Task requirements: Reproduce the excerpt on Defense Department casualty counts between "Smith described the" and "of April 5.", inclusive, updating it so that "emergency medical care" takes the place of "severe trauma care".

Selected excerpt:
◇ ◇ ◇ ◇ ◇ ◇ ◇

Defense Department spokesperson Cynthia Smith, however, told CBS News the numbers must be carefully interpreted. Smith said the 38,631 "non-hostile-related medical air transports" are not casualties of war even though they are listed in the DoD's "casualty" documents because, she says, they were for "injuries not related to service, they were unrelated to combat."

Smith described the "non-hostile-related" injuries as the types that "could happen to any civilian on the street."

"Our main focus is severe trauma care in the theater," she said. For example, "if a woman needs her annual check up, we don't have the capability of doing that [on the ground in Iraq] so we would air transport her out." According to Smith, the 36,082 tally is a more "accurate" reflection how many military service men and women have been fatal and non-fatal casualties in connection to the Iraq and Afghanistan wars, as of April 5.

Sullivan points out that the military's casualty reports also exclude the "enormous number [of new veterans] flooding the VA," often with medical problems developed due to the war. A January report by the Department of Veterans Affairs showed 299,585 veterans who recently served in the Middle East had been treated by the VA since 2002. Forty percent (120,049) of the Iraq and Afghanistan veterans who sought care from the VA did so for mental health disorders.

◇ ◇ ◇ ◇ ◇ ◇ ◇

[Items from a data source]
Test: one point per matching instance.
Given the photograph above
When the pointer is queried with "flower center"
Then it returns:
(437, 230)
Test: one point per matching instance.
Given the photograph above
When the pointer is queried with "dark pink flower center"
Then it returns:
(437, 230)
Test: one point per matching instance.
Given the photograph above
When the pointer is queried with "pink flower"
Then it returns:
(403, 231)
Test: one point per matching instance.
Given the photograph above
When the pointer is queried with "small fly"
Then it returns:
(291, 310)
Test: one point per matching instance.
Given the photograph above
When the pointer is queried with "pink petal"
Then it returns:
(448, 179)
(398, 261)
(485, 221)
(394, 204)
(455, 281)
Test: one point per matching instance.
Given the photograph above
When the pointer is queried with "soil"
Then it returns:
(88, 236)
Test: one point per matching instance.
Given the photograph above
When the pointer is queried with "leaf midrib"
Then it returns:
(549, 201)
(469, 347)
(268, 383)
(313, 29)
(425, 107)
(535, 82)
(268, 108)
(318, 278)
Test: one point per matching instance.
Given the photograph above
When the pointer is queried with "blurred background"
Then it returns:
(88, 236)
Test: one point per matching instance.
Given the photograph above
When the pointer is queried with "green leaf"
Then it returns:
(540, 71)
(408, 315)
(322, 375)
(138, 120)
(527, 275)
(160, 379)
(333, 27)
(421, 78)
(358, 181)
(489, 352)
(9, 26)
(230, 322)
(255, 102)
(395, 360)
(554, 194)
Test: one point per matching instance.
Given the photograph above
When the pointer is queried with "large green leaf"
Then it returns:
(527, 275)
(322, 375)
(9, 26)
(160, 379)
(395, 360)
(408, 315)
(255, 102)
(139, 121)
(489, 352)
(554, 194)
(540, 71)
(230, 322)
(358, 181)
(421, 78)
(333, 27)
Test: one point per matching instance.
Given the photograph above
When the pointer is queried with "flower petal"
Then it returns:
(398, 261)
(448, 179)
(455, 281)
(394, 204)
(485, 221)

◇ ◇ ◇ ◇ ◇ ◇ ◇

Response to this exercise:
Smith described the "non-hostile-related" injuries as the types that "could happen to any civilian on the street."

"Our main focus is emergency medical care in the theater," she said. For example, "if a woman needs her annual check up, we don't have the capability of doing that [on the ground in Iraq] so we would air transport her out." According to Smith, the 36,082 tally is a more "accurate" reflection how many military service men and women have been fatal and non-fatal casualties in connection to the Iraq and Afghanistan wars, as of April 5.